**DO THIS**
Select and copy each line of the records below that contains the word "light".

(Stored data)
--- --- ---
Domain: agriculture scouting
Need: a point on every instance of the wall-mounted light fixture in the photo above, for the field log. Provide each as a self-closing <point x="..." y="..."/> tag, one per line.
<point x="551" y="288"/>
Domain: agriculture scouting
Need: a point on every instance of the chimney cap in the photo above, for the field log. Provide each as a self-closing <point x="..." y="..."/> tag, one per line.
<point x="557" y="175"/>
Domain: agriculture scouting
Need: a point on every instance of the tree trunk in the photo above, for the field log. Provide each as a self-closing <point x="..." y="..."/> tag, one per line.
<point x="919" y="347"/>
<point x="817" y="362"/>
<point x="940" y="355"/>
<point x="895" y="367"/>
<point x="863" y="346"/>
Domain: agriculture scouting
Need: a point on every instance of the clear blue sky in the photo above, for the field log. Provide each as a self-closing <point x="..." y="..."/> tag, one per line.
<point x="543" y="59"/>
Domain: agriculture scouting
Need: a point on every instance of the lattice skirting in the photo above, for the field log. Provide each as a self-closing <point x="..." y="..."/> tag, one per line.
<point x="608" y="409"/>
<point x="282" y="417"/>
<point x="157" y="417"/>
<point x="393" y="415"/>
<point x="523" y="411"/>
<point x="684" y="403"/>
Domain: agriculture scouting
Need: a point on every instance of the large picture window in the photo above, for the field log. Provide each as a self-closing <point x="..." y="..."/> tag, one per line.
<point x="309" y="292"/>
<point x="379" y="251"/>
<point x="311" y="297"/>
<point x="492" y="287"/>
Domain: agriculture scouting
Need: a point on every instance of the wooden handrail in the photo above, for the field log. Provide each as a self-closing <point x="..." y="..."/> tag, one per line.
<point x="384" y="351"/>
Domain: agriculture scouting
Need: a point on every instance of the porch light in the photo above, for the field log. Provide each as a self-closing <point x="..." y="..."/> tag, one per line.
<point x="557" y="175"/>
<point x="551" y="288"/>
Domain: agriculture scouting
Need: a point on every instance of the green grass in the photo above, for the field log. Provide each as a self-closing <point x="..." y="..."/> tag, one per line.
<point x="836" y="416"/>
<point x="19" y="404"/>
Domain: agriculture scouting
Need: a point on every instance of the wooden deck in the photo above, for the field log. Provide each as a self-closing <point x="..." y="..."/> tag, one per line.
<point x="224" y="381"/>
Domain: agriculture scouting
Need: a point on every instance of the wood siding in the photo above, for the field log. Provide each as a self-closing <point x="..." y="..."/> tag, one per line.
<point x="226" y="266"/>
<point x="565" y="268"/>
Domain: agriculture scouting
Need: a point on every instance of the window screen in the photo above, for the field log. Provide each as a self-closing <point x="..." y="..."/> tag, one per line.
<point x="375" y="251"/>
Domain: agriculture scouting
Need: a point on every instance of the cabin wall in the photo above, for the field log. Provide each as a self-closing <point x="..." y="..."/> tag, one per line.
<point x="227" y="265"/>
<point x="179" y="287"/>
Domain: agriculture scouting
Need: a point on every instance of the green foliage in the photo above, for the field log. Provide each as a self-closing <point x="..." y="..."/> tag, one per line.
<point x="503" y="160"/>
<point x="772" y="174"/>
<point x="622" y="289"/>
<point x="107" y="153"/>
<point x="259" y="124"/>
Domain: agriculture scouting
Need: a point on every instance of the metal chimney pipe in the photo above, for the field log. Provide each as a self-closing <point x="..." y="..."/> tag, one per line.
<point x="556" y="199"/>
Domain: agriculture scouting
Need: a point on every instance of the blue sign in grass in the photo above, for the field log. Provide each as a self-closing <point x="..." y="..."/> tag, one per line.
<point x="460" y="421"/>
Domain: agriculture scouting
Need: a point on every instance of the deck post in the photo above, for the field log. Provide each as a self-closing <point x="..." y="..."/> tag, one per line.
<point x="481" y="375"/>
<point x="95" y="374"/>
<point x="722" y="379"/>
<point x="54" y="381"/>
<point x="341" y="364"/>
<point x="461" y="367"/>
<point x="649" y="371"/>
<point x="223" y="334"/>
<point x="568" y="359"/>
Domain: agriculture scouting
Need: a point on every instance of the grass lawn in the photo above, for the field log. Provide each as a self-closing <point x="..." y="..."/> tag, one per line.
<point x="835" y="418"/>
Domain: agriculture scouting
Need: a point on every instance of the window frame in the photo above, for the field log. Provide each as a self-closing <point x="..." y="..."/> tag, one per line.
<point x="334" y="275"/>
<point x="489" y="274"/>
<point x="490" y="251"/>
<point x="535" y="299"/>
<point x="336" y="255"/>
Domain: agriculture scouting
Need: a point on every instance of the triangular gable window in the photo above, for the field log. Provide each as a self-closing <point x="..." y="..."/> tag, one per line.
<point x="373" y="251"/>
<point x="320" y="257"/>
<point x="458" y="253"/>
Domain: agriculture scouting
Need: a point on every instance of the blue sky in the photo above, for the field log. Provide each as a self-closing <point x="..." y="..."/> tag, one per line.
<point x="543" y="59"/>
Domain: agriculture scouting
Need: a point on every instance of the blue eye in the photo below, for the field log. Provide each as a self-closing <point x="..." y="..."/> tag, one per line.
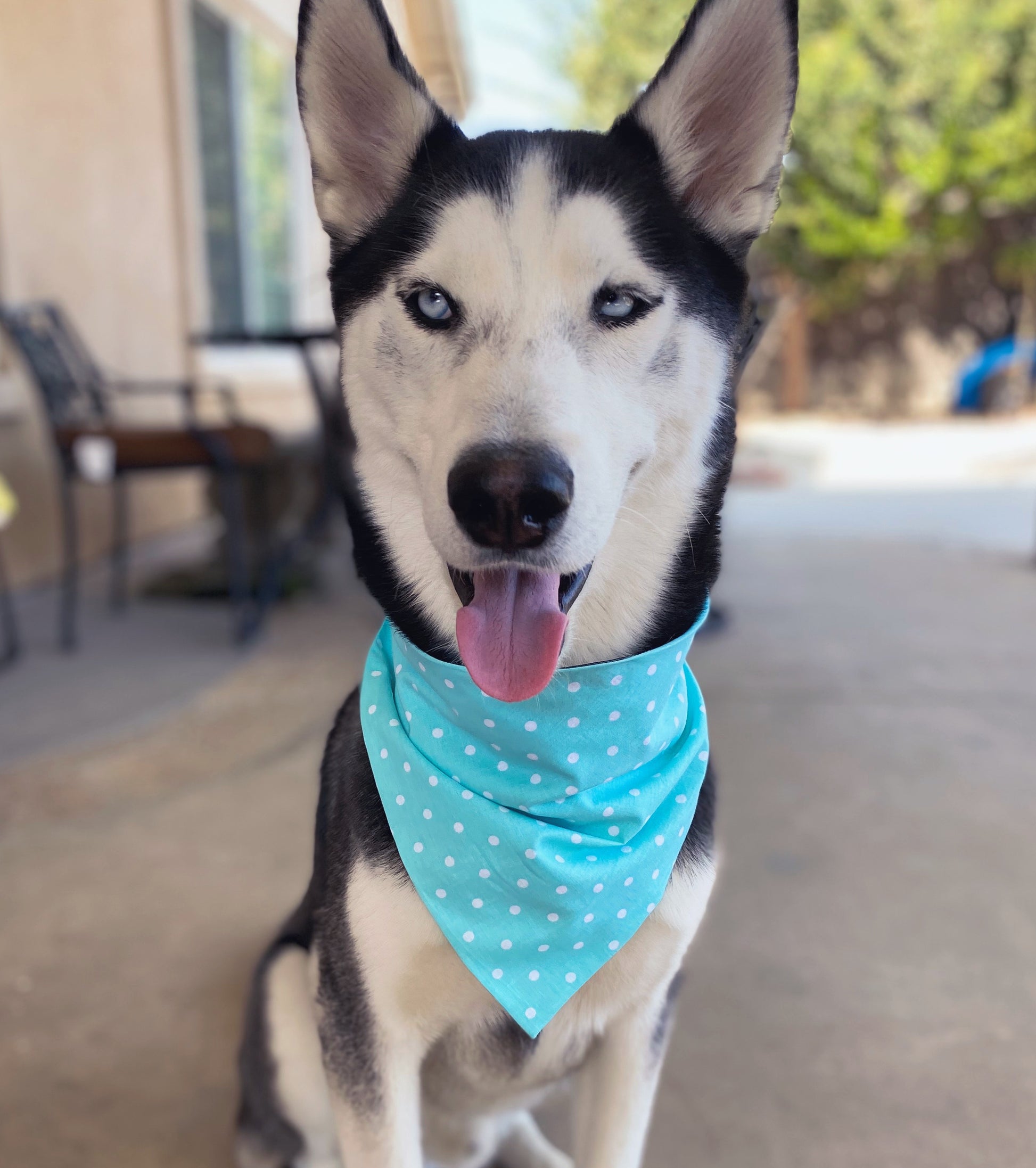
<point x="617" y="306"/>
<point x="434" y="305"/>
--- --- ---
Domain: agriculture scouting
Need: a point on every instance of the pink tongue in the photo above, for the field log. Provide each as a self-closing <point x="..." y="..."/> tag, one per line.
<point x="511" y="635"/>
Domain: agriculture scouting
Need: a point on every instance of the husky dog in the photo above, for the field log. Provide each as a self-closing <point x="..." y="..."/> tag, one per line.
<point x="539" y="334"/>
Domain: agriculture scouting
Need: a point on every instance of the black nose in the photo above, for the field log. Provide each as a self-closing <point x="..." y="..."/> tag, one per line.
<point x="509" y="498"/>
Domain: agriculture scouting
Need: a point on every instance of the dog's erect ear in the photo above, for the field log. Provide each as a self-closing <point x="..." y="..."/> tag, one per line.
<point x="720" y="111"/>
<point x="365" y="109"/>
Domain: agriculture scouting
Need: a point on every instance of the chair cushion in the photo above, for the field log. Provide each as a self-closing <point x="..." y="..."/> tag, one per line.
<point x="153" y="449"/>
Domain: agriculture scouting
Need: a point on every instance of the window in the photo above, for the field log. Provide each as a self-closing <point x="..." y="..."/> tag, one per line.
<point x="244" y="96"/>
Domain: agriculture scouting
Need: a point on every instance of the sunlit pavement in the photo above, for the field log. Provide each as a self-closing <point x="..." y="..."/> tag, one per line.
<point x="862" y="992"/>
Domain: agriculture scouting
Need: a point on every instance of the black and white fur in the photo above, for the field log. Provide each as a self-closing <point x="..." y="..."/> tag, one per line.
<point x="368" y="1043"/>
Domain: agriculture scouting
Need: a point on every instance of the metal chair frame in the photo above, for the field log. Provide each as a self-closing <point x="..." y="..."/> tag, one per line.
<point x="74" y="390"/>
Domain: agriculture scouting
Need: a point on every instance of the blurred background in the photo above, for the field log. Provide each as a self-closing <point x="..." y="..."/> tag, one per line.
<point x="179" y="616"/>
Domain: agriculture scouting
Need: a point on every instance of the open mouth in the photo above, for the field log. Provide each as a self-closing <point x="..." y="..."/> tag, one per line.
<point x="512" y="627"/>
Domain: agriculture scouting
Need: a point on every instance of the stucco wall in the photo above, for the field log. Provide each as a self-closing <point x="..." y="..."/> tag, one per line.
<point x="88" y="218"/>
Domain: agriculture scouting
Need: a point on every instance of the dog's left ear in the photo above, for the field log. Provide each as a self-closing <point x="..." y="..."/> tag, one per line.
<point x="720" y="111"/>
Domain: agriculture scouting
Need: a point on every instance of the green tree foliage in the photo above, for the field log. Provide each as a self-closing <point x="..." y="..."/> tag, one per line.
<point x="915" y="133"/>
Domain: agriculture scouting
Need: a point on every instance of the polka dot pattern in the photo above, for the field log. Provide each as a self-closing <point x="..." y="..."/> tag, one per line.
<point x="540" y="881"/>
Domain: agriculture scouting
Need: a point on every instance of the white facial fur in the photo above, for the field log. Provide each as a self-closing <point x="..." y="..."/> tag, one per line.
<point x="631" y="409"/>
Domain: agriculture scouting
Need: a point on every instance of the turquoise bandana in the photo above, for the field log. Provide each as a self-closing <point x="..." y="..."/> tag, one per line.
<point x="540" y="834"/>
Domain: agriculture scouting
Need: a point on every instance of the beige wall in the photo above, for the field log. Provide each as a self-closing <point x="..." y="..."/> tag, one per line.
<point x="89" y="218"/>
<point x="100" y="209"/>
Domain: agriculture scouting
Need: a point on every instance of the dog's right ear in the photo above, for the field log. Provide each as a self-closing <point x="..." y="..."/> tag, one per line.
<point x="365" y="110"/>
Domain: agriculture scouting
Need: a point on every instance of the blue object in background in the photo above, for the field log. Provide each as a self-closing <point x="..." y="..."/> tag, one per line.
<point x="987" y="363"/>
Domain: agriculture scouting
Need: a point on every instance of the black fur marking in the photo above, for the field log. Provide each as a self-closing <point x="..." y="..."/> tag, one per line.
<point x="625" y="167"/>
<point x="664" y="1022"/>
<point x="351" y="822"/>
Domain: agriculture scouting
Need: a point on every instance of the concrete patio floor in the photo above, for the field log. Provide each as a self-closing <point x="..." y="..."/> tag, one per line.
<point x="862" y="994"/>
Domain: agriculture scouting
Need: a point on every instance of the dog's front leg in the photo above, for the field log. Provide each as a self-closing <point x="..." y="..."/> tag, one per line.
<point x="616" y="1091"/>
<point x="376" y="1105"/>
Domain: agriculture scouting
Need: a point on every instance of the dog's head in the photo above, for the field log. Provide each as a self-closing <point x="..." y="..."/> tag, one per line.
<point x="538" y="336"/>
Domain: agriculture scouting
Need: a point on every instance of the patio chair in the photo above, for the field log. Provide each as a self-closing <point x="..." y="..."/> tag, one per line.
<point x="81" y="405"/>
--- --- ---
**REPLY TO THE TASK**
Need: a point on every instance of the wall-mounted light fixture in the photo above, for the field log. Provide each as a self-closing <point x="..." y="..."/> tag, one per line.
Need: a point on every instance of the porch light in the photo above, for the field log. Provide each as a self-closing <point x="..." y="..."/> tag, one per line.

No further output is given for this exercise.